*WORK TO BE COMPLETED*.
Give back the full listing verbatim, apart from its images.

*DATA*.
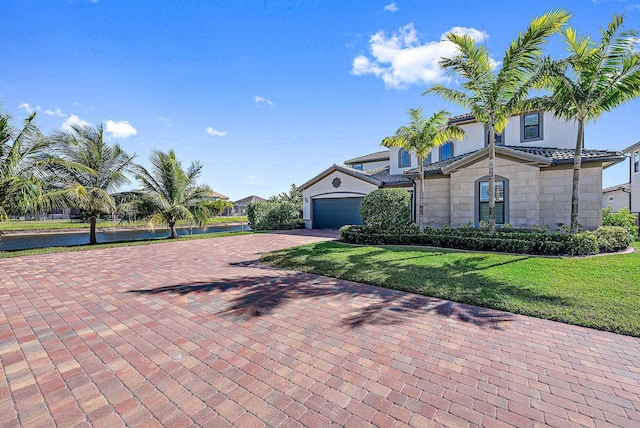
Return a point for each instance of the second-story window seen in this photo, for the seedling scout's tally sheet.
(499, 138)
(404, 159)
(446, 151)
(531, 127)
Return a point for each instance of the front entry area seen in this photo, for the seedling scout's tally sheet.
(336, 212)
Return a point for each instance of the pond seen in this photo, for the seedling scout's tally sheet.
(63, 239)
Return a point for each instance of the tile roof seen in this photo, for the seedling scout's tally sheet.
(372, 157)
(557, 157)
(384, 175)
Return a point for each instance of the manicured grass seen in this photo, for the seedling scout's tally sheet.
(599, 292)
(15, 226)
(48, 250)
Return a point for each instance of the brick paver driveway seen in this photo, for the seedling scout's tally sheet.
(197, 333)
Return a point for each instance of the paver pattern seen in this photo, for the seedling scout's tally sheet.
(198, 333)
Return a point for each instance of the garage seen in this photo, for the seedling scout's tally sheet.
(336, 212)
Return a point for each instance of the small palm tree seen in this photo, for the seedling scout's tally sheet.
(87, 171)
(420, 136)
(23, 152)
(595, 78)
(491, 95)
(172, 192)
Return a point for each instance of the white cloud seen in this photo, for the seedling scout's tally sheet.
(74, 120)
(401, 60)
(215, 133)
(56, 112)
(254, 180)
(262, 101)
(122, 129)
(166, 121)
(391, 7)
(28, 108)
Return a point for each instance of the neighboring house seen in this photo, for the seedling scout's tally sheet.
(240, 206)
(534, 159)
(617, 197)
(217, 196)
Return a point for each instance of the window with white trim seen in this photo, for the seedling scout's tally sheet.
(404, 159)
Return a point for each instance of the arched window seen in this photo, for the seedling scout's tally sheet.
(404, 159)
(446, 151)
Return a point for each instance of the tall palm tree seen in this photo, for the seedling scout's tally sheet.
(420, 136)
(22, 154)
(172, 192)
(88, 170)
(593, 79)
(494, 94)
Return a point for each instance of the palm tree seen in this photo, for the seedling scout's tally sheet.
(595, 78)
(172, 192)
(493, 95)
(88, 170)
(420, 136)
(22, 156)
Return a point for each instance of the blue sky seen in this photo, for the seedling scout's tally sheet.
(262, 93)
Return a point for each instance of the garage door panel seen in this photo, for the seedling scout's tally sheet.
(336, 212)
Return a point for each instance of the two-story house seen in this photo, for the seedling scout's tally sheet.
(534, 160)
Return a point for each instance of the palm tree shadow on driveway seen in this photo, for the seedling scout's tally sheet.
(259, 295)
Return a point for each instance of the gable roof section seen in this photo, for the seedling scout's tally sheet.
(252, 198)
(543, 156)
(345, 170)
(373, 157)
(378, 176)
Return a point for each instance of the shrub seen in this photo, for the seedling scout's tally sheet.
(622, 218)
(528, 241)
(386, 210)
(612, 238)
(273, 215)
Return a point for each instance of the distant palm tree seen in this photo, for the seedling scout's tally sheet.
(595, 78)
(23, 152)
(493, 95)
(88, 171)
(420, 136)
(172, 192)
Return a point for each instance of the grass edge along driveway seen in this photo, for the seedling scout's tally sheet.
(598, 292)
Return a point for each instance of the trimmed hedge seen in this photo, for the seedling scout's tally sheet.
(273, 215)
(387, 210)
(521, 241)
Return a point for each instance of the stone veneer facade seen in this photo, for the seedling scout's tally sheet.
(536, 195)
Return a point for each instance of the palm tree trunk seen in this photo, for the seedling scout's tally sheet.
(172, 227)
(421, 224)
(92, 231)
(492, 179)
(577, 163)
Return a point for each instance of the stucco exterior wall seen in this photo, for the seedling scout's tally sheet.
(555, 197)
(616, 199)
(324, 188)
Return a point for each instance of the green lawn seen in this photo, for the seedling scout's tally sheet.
(15, 226)
(599, 292)
(48, 250)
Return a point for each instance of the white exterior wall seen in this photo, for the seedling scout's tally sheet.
(616, 199)
(349, 187)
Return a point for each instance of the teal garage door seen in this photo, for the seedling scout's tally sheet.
(335, 213)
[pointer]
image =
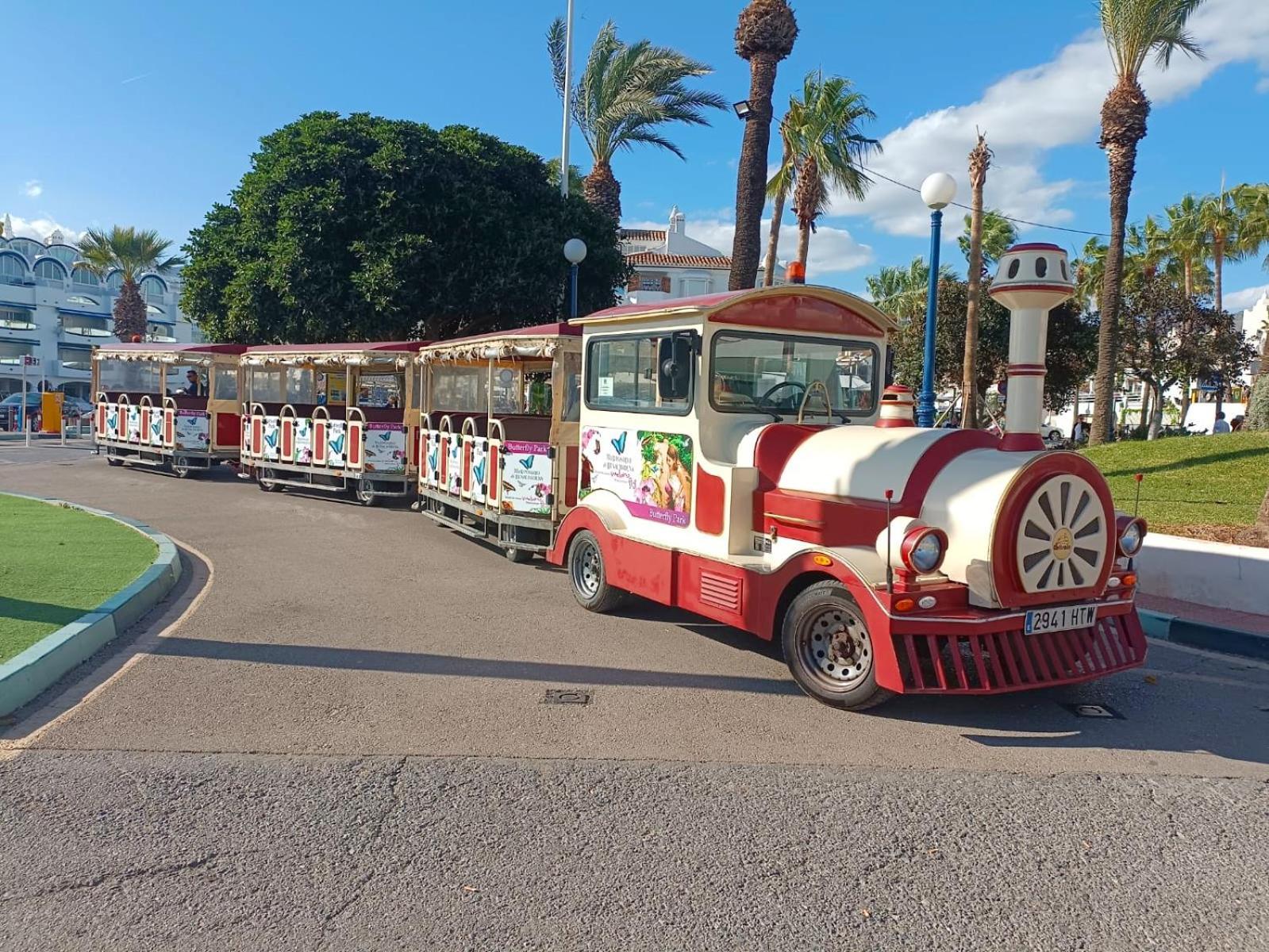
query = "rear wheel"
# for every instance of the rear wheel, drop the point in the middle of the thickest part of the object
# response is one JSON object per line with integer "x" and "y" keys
{"x": 589, "y": 575}
{"x": 829, "y": 649}
{"x": 267, "y": 480}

*SOLVED EXERCISE*.
Return a point for each instance of the second-story window seen in this photo, for the seedling scout's tally sheet.
(499, 138)
(404, 159)
(446, 151)
(531, 127)
Return a point for each instance of the front entry area seen in this photo, for the seedling scout's tally sheet.
(336, 212)
Return a point for each instance of the pond seen in this photo, for the seedling scout's tally sheet.
(63, 239)
Return a point for each instance of the tile roof seen in this photo, for the seedling scout's tally sheet.
(372, 157)
(557, 157)
(384, 175)
Return a point for each instance of the manicured grass seen in this photo, for the seedling scout's tally sheet.
(599, 292)
(15, 226)
(48, 250)
Return a point for each instance of the brick paver driveway seen in this photo, for the seedling scout's tally sheet.
(197, 333)
Return a point for each instance of the paver pattern seen in this photo, for the seedling scout's tally sheet.
(198, 333)
Return a point for each instance of the garage seen in this photo, for the seedling scout's tally sheet.
(336, 212)
Return a point for each instance of the small palm tree seen in this photo, for the seedling scout's tally sheet.
(87, 171)
(420, 136)
(23, 152)
(595, 78)
(491, 95)
(172, 192)
Return a point for each instance of the white cloud seen in this photo, for the seedling scout's tally sheet.
(74, 120)
(401, 60)
(215, 133)
(56, 112)
(254, 180)
(262, 101)
(122, 129)
(166, 121)
(391, 7)
(28, 108)
Return a point for each instance of the neighboring house seen in this photo, for the seedling scout's tally sheet.
(240, 206)
(534, 159)
(617, 197)
(217, 196)
Return a point for each instance of the window with white trim seen in this photo, for the seedling scout's tally sheet.
(404, 159)
Return a point for each instance of the arched window seen in this photo, for the seedling scout's tally sheet.
(404, 159)
(446, 151)
Return a point for each instance of the tall palm tree seen in this photo, for the seedling scout's tally sheet.
(420, 136)
(22, 154)
(172, 192)
(88, 170)
(593, 79)
(494, 94)
Return a point for each instance of the palm tree seen in this photo, for the seedling scout's tally sheet.
(595, 78)
(172, 192)
(493, 95)
(88, 170)
(420, 136)
(22, 156)
Return a point for each instance of the blue sky seen in this photo, for the seedling scout's tally sheet.
(262, 93)
Return a point for each instance of the garage door panel seen in this photo, for the seedling scout's tally sheet.
(336, 212)
Return a point for each instance of the two-story house seen in this photo, for the seedling scout's tally sheet.
(534, 160)
Return a point for each instance of the palm tree shadow on driveway seen in this photo, for the seedling scout's tally sheet.
(259, 295)
Return a point for each instance of the gable roof section seen in this photo, for the seedling scout's tally sheet.
(252, 198)
(543, 156)
(345, 170)
(373, 157)
(378, 176)
Return a point for each instance of the shrub seen in this photo, for the seedling scout's tally sheet.
(622, 218)
(528, 241)
(386, 210)
(612, 238)
(273, 215)
Return a point for each instance of the distant palm tree seen in this photo, for the seedling scout's tally sheet.
(595, 78)
(23, 152)
(493, 95)
(88, 171)
(420, 136)
(172, 192)
Return a point for each instance of the grass edge along driveway seen in this photo, for the seedling scout's tally sheet.
(598, 292)
Return a point for each instance of the trimmed hedge seen in this photo, for the seedling scout's tally sheet.
(273, 215)
(387, 210)
(521, 241)
Return a point for each instance of the stone veneer facade seen in this photo, for the seedling scout's tally sheet.
(536, 195)
Return a point for each instance of the palm tree trunk seen in this photo, for the seedling scout's tally sheet.
(172, 227)
(421, 224)
(92, 231)
(492, 179)
(577, 163)
Return a point for each instance of the stucco exterior wall seen in this photo, for the seedling scout's tally sheet.
(555, 197)
(616, 199)
(324, 188)
Return a point for each instance of the green lawn seen in this photo, for the seedling scout's tally sheet.
(15, 226)
(599, 292)
(48, 250)
Return a point for each instance of the white exterior wall seen in this photo, for the seedling scout's tally sheet.
(616, 199)
(349, 187)
Return a point for each instance of the teal garage door seen in this photo, for the seedling scout's tally sheet.
(335, 213)
[pointer]
image =
query = "rear wheel"
# for every instance of the rear wheel, drop the point in the middle of the thickest part of the object
# response is one JSON object per line with integer "x" and "y" keys
{"x": 589, "y": 575}
{"x": 829, "y": 649}
{"x": 267, "y": 480}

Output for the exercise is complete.